Exercise requirements: Return the entries below unchanged, starting with the very first line and going on through the line that contains "column 269, row 495".

Extracted records:
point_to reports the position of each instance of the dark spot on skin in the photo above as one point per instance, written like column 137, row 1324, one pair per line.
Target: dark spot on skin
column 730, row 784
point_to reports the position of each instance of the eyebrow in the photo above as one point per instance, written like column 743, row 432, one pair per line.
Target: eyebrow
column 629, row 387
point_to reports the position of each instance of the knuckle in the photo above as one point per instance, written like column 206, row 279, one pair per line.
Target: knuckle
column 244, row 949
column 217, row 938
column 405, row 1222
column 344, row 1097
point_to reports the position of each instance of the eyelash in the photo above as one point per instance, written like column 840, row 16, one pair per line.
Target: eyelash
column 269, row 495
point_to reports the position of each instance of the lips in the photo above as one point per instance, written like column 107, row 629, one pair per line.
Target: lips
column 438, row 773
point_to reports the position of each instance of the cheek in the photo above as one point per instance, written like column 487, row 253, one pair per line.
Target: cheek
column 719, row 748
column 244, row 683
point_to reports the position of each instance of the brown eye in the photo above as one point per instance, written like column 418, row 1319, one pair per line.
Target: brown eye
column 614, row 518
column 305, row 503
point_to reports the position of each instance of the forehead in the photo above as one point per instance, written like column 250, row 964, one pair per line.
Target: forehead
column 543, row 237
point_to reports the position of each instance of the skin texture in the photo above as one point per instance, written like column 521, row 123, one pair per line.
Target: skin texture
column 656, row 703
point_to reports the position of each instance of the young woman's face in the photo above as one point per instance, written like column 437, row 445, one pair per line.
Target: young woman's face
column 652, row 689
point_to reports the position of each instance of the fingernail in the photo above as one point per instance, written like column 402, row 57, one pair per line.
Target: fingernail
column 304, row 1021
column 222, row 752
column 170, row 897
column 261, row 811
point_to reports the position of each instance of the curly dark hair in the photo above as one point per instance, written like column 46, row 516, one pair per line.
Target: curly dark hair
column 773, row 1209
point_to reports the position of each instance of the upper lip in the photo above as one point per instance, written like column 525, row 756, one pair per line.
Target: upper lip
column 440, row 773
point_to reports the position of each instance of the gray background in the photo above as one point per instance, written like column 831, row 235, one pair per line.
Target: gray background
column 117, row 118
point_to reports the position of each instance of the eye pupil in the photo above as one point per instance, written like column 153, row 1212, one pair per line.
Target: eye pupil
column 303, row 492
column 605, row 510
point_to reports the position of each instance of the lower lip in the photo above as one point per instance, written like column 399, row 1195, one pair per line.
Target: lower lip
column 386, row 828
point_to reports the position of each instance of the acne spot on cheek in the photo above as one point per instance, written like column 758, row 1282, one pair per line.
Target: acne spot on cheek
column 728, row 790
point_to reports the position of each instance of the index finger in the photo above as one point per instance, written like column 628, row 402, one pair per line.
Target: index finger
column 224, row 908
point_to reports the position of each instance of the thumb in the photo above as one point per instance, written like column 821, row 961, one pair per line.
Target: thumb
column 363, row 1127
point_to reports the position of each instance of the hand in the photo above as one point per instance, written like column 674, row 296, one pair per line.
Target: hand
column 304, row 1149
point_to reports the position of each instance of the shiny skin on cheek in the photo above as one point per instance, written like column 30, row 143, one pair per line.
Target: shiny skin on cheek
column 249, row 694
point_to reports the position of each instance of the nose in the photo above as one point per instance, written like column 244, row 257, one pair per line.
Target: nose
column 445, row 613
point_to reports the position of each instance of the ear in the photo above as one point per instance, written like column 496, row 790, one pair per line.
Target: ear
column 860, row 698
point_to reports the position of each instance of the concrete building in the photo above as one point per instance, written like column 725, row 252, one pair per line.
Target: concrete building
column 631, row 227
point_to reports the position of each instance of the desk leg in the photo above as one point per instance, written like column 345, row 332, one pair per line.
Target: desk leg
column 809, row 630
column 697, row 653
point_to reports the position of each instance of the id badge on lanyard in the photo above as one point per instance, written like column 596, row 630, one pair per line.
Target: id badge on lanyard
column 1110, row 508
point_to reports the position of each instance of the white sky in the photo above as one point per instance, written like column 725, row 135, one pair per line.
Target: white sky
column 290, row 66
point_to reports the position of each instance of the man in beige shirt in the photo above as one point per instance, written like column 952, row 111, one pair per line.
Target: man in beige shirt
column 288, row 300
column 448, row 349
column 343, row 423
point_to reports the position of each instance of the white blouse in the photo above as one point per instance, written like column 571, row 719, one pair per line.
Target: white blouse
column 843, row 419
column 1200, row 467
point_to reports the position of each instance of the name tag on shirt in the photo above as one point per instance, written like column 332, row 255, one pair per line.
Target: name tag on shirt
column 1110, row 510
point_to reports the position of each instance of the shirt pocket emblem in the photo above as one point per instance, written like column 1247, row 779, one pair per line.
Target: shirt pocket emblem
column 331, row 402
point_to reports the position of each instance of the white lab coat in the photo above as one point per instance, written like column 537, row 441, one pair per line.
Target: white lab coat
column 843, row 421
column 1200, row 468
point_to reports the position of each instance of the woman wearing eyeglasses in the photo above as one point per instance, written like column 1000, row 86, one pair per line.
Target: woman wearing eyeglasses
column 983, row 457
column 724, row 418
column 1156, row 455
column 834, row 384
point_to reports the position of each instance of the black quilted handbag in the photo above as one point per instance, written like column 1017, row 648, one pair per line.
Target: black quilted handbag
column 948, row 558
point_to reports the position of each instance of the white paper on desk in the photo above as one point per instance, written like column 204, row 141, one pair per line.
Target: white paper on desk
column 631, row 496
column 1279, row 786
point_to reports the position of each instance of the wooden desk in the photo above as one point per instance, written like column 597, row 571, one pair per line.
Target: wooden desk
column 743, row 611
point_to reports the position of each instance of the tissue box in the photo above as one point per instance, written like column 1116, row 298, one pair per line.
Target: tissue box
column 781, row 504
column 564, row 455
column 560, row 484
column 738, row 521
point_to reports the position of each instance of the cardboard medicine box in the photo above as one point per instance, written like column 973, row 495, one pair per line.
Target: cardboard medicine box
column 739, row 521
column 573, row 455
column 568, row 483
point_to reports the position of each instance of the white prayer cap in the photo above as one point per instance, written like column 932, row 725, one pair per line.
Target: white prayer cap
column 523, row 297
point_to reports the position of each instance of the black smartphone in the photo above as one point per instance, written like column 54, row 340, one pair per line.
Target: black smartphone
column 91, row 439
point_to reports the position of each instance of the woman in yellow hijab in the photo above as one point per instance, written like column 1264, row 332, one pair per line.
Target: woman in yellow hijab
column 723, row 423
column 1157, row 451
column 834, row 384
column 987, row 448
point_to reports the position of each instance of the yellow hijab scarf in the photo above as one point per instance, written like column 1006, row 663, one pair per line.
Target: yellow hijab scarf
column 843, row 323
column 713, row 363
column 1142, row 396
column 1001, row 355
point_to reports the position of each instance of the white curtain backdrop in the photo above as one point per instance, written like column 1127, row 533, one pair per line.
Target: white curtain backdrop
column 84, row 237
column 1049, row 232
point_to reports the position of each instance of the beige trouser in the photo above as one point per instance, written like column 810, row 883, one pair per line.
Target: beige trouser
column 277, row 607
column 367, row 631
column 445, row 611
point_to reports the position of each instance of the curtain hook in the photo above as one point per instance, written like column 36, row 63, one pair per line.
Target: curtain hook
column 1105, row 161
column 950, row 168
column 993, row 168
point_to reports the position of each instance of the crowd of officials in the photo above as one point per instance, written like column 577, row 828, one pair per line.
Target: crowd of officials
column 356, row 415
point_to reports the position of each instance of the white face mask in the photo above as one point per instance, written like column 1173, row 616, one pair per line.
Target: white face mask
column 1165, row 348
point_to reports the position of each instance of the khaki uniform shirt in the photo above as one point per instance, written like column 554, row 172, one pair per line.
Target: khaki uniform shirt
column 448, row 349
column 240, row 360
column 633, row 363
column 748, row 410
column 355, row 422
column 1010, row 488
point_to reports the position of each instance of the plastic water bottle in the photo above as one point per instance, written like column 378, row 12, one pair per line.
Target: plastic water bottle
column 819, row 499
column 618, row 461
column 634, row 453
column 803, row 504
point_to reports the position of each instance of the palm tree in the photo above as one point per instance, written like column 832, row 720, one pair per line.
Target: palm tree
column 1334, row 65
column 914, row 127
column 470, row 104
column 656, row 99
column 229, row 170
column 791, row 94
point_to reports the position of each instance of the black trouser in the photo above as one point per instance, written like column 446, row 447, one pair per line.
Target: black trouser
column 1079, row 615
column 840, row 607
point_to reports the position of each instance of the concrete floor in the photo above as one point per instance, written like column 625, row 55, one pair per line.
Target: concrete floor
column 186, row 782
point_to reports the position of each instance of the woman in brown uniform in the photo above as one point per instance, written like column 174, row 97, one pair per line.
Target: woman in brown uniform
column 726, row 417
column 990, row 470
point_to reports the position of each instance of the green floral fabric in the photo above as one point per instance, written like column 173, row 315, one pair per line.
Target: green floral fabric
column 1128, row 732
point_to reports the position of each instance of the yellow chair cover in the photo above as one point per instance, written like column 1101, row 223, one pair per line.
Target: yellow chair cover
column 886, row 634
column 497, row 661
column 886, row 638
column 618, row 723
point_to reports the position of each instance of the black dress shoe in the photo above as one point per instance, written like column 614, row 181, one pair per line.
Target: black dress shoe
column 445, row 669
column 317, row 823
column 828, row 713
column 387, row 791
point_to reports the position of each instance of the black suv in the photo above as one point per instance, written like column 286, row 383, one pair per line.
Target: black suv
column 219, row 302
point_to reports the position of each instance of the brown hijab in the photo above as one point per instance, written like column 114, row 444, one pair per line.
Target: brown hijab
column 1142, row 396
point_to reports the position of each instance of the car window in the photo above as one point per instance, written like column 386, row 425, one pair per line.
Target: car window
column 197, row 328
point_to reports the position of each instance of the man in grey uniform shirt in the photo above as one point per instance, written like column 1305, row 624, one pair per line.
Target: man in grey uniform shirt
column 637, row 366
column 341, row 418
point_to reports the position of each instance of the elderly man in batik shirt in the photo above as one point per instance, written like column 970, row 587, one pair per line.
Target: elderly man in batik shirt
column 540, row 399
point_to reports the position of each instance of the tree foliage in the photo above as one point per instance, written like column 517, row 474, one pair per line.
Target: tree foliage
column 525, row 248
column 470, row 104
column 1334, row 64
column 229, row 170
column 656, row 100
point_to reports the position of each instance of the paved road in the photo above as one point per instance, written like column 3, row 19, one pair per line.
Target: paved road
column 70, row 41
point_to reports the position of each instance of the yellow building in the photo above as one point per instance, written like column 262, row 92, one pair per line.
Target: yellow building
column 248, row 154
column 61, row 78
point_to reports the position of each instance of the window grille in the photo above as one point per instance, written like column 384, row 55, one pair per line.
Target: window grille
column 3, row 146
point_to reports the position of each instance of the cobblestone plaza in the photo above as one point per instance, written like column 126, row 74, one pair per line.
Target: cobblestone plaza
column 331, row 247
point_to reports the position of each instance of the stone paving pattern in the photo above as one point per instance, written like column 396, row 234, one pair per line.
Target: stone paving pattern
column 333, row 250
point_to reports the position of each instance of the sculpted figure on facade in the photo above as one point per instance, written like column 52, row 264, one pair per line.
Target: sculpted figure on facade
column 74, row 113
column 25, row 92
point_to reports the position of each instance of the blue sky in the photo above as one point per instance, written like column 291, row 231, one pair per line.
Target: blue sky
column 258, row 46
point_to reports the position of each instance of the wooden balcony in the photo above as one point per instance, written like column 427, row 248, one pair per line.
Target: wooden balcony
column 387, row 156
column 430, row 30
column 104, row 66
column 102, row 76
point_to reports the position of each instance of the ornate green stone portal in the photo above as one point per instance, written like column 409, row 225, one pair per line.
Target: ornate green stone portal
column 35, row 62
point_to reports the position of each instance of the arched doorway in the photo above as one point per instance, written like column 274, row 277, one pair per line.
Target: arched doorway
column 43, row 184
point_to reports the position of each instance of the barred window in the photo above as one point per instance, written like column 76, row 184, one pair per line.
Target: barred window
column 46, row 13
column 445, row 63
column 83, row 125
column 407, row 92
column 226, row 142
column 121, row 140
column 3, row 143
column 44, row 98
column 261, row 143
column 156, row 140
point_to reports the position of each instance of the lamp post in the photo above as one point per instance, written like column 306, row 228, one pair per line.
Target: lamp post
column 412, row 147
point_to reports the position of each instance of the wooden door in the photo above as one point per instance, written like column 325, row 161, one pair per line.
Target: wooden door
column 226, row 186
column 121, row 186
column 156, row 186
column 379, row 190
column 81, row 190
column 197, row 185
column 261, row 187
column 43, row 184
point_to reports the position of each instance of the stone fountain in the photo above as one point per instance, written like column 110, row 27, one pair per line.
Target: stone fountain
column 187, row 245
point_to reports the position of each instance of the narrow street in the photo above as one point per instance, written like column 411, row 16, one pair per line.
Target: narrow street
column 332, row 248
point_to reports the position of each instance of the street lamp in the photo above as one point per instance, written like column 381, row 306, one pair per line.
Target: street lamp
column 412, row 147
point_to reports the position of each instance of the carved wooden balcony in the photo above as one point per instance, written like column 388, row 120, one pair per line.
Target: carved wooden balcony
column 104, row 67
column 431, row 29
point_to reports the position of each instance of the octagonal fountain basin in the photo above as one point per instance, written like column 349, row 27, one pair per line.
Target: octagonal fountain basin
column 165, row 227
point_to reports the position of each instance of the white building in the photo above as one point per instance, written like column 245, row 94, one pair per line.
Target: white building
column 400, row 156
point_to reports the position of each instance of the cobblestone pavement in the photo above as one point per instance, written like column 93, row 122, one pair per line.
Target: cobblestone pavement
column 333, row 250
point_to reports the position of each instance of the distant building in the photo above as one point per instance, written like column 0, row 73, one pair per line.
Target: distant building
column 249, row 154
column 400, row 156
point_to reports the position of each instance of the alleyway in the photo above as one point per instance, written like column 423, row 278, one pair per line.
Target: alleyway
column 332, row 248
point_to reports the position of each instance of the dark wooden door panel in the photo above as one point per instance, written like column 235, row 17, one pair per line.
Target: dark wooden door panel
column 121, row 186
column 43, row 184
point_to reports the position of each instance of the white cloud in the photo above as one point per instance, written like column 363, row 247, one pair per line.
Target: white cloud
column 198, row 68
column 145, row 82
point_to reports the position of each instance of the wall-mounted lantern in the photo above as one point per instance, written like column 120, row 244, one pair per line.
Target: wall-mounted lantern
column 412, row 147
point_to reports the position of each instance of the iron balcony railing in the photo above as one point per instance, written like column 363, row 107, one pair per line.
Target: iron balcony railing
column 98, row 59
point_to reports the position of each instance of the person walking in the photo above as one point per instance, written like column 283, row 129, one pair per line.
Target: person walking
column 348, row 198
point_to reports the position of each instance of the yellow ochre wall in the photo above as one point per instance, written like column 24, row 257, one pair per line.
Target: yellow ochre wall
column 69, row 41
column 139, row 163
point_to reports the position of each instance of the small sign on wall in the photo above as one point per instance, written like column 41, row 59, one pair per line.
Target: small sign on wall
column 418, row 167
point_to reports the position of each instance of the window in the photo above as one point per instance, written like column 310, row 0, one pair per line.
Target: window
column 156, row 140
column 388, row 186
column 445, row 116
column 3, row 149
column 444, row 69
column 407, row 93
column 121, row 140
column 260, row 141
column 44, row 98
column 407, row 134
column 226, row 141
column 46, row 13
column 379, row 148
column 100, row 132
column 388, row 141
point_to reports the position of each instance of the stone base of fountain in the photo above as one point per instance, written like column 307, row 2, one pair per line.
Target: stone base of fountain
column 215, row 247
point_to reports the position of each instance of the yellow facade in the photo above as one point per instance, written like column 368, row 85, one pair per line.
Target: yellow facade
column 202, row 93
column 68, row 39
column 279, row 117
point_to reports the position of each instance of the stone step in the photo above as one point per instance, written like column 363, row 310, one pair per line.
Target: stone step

Solution:
point_to reports the position of each instance of the dark spot on skin in the photo above as one point per instance, written like column 137, row 1324, one pair per line.
Target: dark spot on skin
column 730, row 784
point_to reports the position of each instance of the eyebrow in the photo above as one point per instance, written like column 743, row 432, one pair per line.
Target: eyebrow
column 629, row 387
point_to reports the position of each instance of the knuckle in the photo above as one point per instance, written like column 206, row 279, one pair per line.
Target: knuckle
column 244, row 949
column 217, row 938
column 405, row 1222
column 344, row 1097
point_to reports the position of each instance of the eyelash in the photo above as one point per instance, written like column 840, row 16, one pair per line.
Target: eyelash
column 269, row 495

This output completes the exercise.